• _Requirement_
Repeat all of the records with every "pixel coordinates" renamed to "image coordinates" and nothing else altered. Omit the pictures from your answer.

• _Records provided_
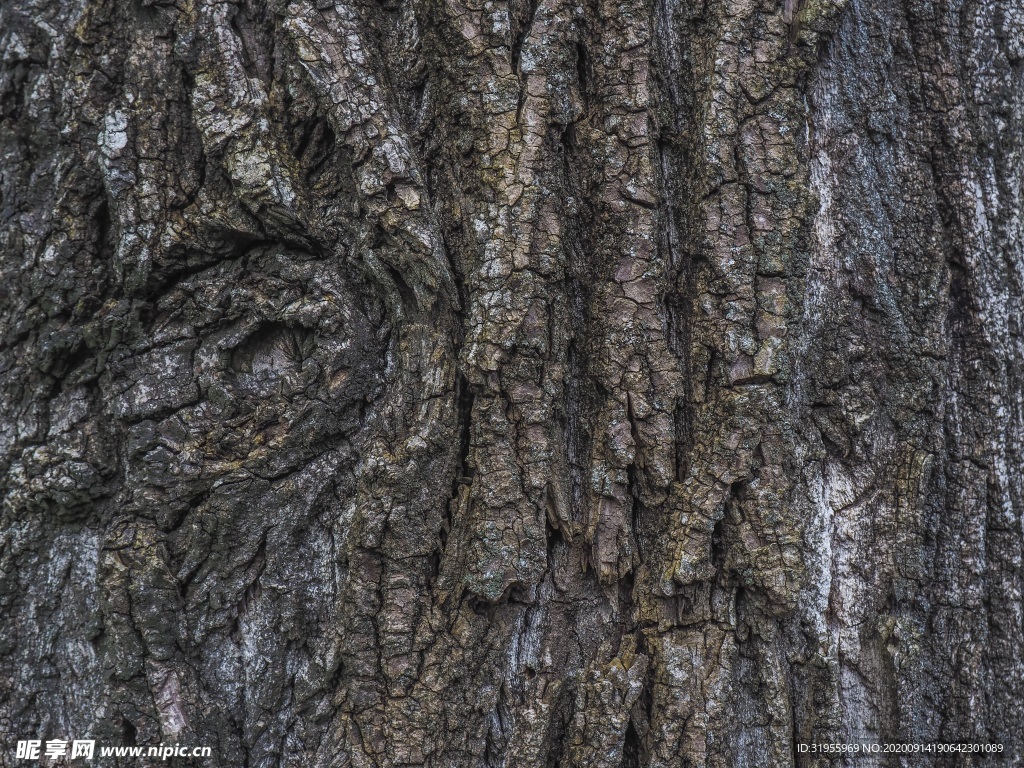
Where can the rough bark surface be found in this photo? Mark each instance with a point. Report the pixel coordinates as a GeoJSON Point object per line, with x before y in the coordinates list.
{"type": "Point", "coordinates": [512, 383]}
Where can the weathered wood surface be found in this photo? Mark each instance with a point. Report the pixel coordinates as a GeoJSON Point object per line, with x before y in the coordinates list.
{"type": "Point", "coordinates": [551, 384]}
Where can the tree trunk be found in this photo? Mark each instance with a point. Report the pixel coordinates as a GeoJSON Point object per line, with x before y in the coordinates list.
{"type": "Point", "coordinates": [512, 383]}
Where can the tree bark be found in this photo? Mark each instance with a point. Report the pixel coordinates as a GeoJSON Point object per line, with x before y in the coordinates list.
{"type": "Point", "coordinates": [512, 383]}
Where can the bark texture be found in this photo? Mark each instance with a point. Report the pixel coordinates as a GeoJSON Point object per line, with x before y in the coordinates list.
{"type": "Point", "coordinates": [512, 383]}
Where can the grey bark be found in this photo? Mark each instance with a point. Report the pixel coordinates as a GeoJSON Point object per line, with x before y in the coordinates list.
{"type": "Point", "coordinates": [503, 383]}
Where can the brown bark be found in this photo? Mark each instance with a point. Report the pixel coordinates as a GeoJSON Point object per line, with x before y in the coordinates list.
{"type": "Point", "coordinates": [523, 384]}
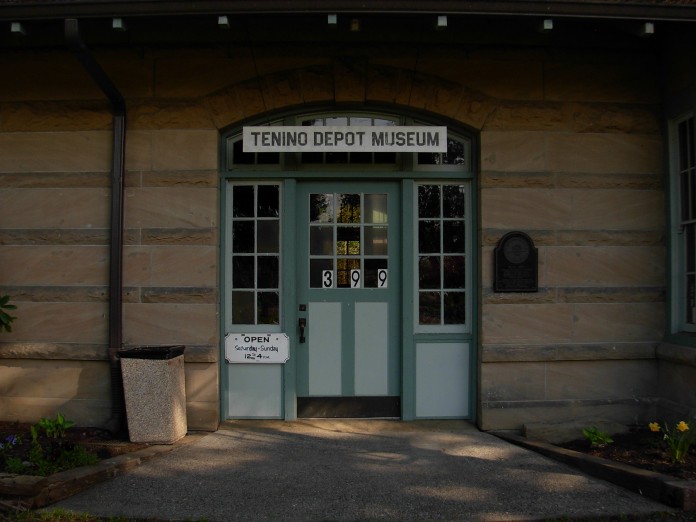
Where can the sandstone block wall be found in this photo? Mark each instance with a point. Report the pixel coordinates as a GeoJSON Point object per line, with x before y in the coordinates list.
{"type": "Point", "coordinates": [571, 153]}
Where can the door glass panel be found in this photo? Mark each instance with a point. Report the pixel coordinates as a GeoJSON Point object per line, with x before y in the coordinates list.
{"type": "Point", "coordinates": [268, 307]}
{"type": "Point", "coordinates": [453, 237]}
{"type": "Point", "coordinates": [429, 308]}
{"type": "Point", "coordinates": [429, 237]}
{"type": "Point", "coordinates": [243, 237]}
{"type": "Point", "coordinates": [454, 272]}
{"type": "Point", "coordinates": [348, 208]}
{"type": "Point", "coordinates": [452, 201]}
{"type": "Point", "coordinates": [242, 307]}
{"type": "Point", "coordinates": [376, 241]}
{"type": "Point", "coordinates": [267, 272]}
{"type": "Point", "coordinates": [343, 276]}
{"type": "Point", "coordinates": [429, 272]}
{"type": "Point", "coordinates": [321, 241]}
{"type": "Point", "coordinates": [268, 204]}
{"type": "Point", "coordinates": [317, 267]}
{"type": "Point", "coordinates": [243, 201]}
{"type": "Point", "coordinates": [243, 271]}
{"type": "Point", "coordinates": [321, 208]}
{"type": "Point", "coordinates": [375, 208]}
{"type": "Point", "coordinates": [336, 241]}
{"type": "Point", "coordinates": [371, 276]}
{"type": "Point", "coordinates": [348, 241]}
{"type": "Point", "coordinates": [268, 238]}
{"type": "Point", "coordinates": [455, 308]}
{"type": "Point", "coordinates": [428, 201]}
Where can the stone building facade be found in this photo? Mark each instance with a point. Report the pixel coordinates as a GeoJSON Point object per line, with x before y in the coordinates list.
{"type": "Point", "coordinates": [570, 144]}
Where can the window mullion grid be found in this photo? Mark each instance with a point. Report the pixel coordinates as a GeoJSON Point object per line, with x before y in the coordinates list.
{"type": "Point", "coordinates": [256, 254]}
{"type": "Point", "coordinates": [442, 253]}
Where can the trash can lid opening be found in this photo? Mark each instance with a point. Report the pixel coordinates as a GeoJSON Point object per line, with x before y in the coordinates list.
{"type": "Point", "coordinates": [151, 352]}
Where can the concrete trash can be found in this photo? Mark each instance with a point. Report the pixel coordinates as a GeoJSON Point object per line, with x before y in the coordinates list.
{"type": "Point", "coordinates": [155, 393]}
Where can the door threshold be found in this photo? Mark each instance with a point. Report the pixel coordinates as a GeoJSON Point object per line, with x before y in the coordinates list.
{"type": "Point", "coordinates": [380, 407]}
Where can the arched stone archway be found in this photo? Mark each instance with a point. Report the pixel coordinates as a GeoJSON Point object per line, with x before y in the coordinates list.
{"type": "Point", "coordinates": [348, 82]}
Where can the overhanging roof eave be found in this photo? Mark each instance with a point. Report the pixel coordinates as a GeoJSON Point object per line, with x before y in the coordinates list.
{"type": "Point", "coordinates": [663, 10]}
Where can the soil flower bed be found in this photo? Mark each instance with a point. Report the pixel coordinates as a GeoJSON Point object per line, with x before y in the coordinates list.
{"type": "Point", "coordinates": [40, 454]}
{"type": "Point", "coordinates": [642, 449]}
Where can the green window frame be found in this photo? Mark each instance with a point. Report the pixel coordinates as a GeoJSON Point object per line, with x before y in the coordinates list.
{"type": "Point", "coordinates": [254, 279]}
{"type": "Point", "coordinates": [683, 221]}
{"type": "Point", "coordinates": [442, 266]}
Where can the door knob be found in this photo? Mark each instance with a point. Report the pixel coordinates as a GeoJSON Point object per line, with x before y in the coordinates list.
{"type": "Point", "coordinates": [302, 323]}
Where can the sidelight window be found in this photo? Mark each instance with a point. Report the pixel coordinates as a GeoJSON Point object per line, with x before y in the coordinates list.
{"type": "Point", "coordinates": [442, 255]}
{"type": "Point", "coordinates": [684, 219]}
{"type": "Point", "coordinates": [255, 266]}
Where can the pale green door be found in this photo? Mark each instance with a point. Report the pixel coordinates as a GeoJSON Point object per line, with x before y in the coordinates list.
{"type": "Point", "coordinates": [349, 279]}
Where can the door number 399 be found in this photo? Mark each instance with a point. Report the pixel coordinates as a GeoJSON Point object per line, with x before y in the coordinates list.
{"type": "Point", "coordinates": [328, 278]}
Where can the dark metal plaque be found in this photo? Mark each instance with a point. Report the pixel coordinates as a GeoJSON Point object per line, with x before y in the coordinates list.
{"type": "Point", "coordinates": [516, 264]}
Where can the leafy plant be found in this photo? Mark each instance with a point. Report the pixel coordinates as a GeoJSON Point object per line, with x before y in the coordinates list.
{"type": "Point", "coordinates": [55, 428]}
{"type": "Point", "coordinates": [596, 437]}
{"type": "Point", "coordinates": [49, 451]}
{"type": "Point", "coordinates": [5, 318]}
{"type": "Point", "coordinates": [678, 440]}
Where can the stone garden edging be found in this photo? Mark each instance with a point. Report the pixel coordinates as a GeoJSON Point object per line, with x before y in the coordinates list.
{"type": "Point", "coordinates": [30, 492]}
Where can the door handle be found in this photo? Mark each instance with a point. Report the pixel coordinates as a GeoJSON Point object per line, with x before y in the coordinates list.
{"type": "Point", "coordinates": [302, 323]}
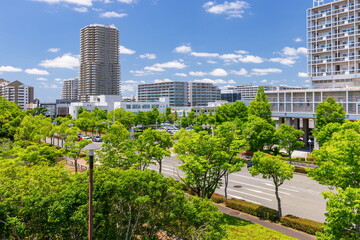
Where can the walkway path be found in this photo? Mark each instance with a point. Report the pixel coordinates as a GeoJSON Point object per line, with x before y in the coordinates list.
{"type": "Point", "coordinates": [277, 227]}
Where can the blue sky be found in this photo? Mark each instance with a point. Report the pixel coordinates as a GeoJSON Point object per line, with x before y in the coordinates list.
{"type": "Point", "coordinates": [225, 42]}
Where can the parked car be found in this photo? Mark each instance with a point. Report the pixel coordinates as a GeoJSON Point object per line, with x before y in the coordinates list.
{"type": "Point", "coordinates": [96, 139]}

• _Written response_
Where can the rough bark surface be found in this photo? Mark each instance with a point. Report the image coordinates as a GeoJSON Point object per line, with x before y in the coordinates list.
{"type": "Point", "coordinates": [512, 383]}
Where can the weathered wood surface be found in this photo? Mark each instance with a point. Report the image coordinates as a GeoJSON Point object per line, with x before y in the coordinates list.
{"type": "Point", "coordinates": [551, 384]}
Where can the tree trunk be found in this photo? Mark each instance with a point. Report the image coordinates as a GeoJSON Point object per line, with x before y in the coordinates list.
{"type": "Point", "coordinates": [512, 383]}
Where can the tree bark be found in this photo? Mark each instance with a point. Report the image coordinates as a GeoJSON Point object per line, with x before y in the coordinates list.
{"type": "Point", "coordinates": [512, 383]}
Where can the bark texture be found in this photo? Mark each instance with a point. Report the image coordinates as a GeoJSON Point object per line, with x before y in the coordinates list.
{"type": "Point", "coordinates": [512, 383]}
Where can the grey bark be found in this photo? Mark each instance with a point. Report the image coordinates as a GeoJSON Point object per line, with x before y in the coordinates list.
{"type": "Point", "coordinates": [503, 383]}
Where can the brown bark be found in this photo? Mark each instance with a point. Report the image coordinates as a GeoJSON Point object per line, with x before y in the coordinates list.
{"type": "Point", "coordinates": [523, 384]}
Where can the sandstone block wall be found in this photo? Mark each instance with a point. Report the image coordinates as a GeoJSON Point object per line, with x before y in the coordinates list.
{"type": "Point", "coordinates": [571, 153]}
Where can the door glass panel be found in this photo? Mark each instance with a point. Report the image coordinates as a GeoJSON Point object per line, with x before y in the coordinates list.
{"type": "Point", "coordinates": [268, 307]}
{"type": "Point", "coordinates": [453, 237]}
{"type": "Point", "coordinates": [429, 308]}
{"type": "Point", "coordinates": [429, 237]}
{"type": "Point", "coordinates": [243, 237]}
{"type": "Point", "coordinates": [454, 272]}
{"type": "Point", "coordinates": [348, 208]}
{"type": "Point", "coordinates": [452, 201]}
{"type": "Point", "coordinates": [242, 307]}
{"type": "Point", "coordinates": [376, 241]}
{"type": "Point", "coordinates": [267, 272]}
{"type": "Point", "coordinates": [343, 276]}
{"type": "Point", "coordinates": [429, 272]}
{"type": "Point", "coordinates": [321, 241]}
{"type": "Point", "coordinates": [268, 204]}
{"type": "Point", "coordinates": [317, 267]}
{"type": "Point", "coordinates": [243, 201]}
{"type": "Point", "coordinates": [243, 271]}
{"type": "Point", "coordinates": [321, 208]}
{"type": "Point", "coordinates": [375, 208]}
{"type": "Point", "coordinates": [336, 241]}
{"type": "Point", "coordinates": [371, 276]}
{"type": "Point", "coordinates": [348, 241]}
{"type": "Point", "coordinates": [268, 238]}
{"type": "Point", "coordinates": [455, 308]}
{"type": "Point", "coordinates": [428, 201]}
Where can the stone building facade be found in this photo? Mark each instance with a point. Report the image coordinates as a GeoJSON Point object per line, with x before y in the coordinates list.
{"type": "Point", "coordinates": [570, 144]}
Where can the window mullion grid be found in this photo? Mark each instance with a point. Report the image coordinates as a GeoJSON Point object per line, with x before y in the coordinates list.
{"type": "Point", "coordinates": [256, 254]}
{"type": "Point", "coordinates": [442, 253]}
Where can the trash can lid opening be found in this photo? Mark each instance with a point. Report the image coordinates as a GeoJSON Point object per line, with x before y in the coordinates list.
{"type": "Point", "coordinates": [151, 352]}
Where can the concrete trash can be found in this photo? Mark each instance with a point. Report the image coordinates as a GeoJSON Point object per line, with x before y in the coordinates list.
{"type": "Point", "coordinates": [155, 393]}
Where can the door threshold be found in this photo? Mark each instance with a point. Report the image coordinates as a GeoJSON Point object per line, with x before y in the coordinates list.
{"type": "Point", "coordinates": [380, 407]}
Where can the arched stone archway be found in this photo? Mark each instance with a point. Report the image coordinates as a GeoJSON Point object per line, with x before y in the coordinates list.
{"type": "Point", "coordinates": [348, 82]}
Where can the overhanging roof eave be found in this photo? Mark each instance with a point. Report the image coordinates as a GeoJSON Point object per line, with x before y in the coordinates list.
{"type": "Point", "coordinates": [663, 10]}
Where can the soil flower bed be found in this photo? Mark each instance with a point. Report the image coordinates as a GeoJSON Point object per line, with x before y in the coordinates list.
{"type": "Point", "coordinates": [40, 454]}
{"type": "Point", "coordinates": [642, 449]}
Where can the green window frame be found in this photo? Mark each instance with a point. Report the image coordinates as a GeoJSON Point object per line, with x before y in the coordinates list.
{"type": "Point", "coordinates": [254, 279]}
{"type": "Point", "coordinates": [683, 221]}
{"type": "Point", "coordinates": [442, 266]}
Where can the door knob be found in this photo? Mark each instance with a point. Report the image coordinates as a GeoJSON Point object per line, with x before y in the coordinates list.
{"type": "Point", "coordinates": [302, 323]}
Where can the sidelight window be found in this photo? Mark each instance with a point. Report the image coordinates as a GeoJSON Point object per line, with x before y in the coordinates list.
{"type": "Point", "coordinates": [442, 255]}
{"type": "Point", "coordinates": [684, 219]}
{"type": "Point", "coordinates": [255, 266]}
Where can the pale green door be found in this photo? Mark each instance with a point. Report the image coordinates as a GeoJSON Point object per line, with x before y in the coordinates list.
{"type": "Point", "coordinates": [349, 279]}
Where can the door number 399 be found in this photo? Mark each instance with a point. Report the image coordinates as a GeoJSON Point object per line, with x before y in the coordinates list.
{"type": "Point", "coordinates": [328, 278]}
Where can the dark metal plaque be found in this photo? Mark each instance with a point. Report the image coordinates as a GeoJSON Point object per line, with x before y in the coordinates list.
{"type": "Point", "coordinates": [516, 264]}
Where can the leafy plant be found in this photo? Mark each instance with a point. Report the image coordinates as a GeoJSON Point object per line, with x before y in the coordinates list.
{"type": "Point", "coordinates": [55, 428]}
{"type": "Point", "coordinates": [596, 437]}
{"type": "Point", "coordinates": [49, 451]}
{"type": "Point", "coordinates": [5, 318]}
{"type": "Point", "coordinates": [678, 440]}
Where can the stone garden edging be found in this photo? Mark each instance with a point. Report the image coordinates as a GeoJSON Point object per line, with x before y in the coordinates list.
{"type": "Point", "coordinates": [30, 492]}
Where can the door handle be found in this photo? Mark each instance with a point. Report the image coordinates as a GeoJSON Point object per line, with x before y in the coordinates list.
{"type": "Point", "coordinates": [302, 323]}
Where can the walkway path be found in this photo? Mark each instance with a point. Report the image coordinates as a GeoJSON Point object per line, with x before y in the coordinates list.
{"type": "Point", "coordinates": [277, 227]}
Where can the blue sky be found in this photo? Mark each instance with a point. Report the image coordinates as a GeoJSON Point object per line, with x before y in the coordinates list.
{"type": "Point", "coordinates": [225, 42]}
Where can the parked car be found in this photo? Mark each instance with a point. Report the image coordinates as a GeoJSON Point object per line, with x before y in the coordinates list.
{"type": "Point", "coordinates": [96, 139]}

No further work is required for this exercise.